**TRECHO PARA LEITURA**
- - - - - - -
Coronavirus

Estudos mostram que desigualdade social e Bolsonaro agravaram pandemia no Brasil

As vulnerabilidades socioeconômicas no país e a má condução do Governo Federal durante a pandemia foram destaques de estudo publicado pelas revistas científica The Lancet e Science

Presidente da República Jair Bolsonaro - Marcos Corrêa/PR

Estudo publicado pela revista científica The Lancet afirma que a propagação das infecções e mortes por Covid-19 no Brasil foi primordialmente afetada pela combinação das vulnerabilidades socioeconômicas no país e a resposta errática do governo Jair Bolsonaro (sem partido) à crise.

Outro trabalho científico, da Science, reforça a responsabilidade de Bolsonaro na má condução da pandemia.

"No Brasil, a resposta federal tem sido uma combinação perigosa de inação e irregularidades, incluindo a promoção da cloroquina como tratamento, apesar da falta de evidências", diz a Science.

Segundo a The Lancet, no entanto, o contra-ataque dos governos estaduais contrários às políticas de Bolsonaro foi fundamental para mitigar os efeitos de seu negacionismo e incompetência.

Segundo o trabalho, apesar da "ausência de coordenação geral no Poder Executivo", os estados mais vulneráveis no início da pandemia conseguiram, com o tempo, expandir a capacidade hospitalar e, ao confrontarem o governo Bolsonaro, diminuir a taxa de mortalidade.
- - - - - - -
(Entradas de dados armazenadas)
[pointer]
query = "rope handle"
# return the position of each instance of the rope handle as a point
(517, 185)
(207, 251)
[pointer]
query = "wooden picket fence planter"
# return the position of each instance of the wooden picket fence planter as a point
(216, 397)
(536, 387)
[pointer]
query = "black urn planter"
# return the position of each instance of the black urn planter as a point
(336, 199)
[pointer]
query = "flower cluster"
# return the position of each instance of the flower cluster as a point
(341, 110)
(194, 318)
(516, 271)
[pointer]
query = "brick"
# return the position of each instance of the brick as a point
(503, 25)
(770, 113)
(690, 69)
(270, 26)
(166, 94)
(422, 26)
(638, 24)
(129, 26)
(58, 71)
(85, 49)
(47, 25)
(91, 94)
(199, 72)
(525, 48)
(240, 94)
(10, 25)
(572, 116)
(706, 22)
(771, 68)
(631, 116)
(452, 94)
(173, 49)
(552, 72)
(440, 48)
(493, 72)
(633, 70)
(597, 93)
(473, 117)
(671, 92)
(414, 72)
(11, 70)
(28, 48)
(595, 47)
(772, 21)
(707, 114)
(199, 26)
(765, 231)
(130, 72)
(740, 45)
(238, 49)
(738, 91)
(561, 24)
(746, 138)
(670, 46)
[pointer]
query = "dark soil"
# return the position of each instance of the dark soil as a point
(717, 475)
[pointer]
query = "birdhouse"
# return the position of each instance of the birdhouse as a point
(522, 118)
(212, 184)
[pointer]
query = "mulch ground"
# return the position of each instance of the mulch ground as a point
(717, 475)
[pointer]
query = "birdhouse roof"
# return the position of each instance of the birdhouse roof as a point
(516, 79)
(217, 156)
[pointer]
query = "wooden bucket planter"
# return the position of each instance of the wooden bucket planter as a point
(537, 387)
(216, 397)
- - - - - - -
Repita na íntegra, sem nenhuma alteração, o texto sobre os estudos a respeito da pandemia no Brasil.

Coronavirus

Estudos mostram que desigualdade social e Bolsonaro agravaram pandemia no Brasil

As vulnerabilidades socioeconômicas no país e a má condução do Governo Federal durante a pandemia foram destaques de estudo publicado pelas revistas científica The Lancet e Science

Presidente da República Jair Bolsonaro - Marcos Corrêa/PR

Estudo publicado pela revista científica The Lancet afirma que a propagação das infecções e mortes por Covid-19 no Brasil foi primordialmente afetada pela combinação das vulnerabilidades socioeconômicas no país e a resposta errática do governo Jair Bolsonaro (sem partido) à crise.

Outro trabalho científico, da Science, reforça a responsabilidade de Bolsonaro na má condução da pandemia.

"No Brasil, a resposta federal tem sido uma combinação perigosa de inação e irregularidades, incluindo a promoção da cloroquina como tratamento, apesar da falta de evidências", diz a Science.

Segundo a The Lancet, no entanto, o contra-ataque dos governos estaduais contrários às políticas de Bolsonaro foi fundamental para mitigar os efeitos de seu negacionismo e incompetência.

Segundo o trabalho, apesar da "ausência de coordenação geral no Poder Executivo", os estados mais vulneráveis no início da pandemia conseguiram, com o tempo, expandir a capacidade hospitalar e, ao confrontarem o governo Bolsonaro, diminuir a taxa de mortalidade.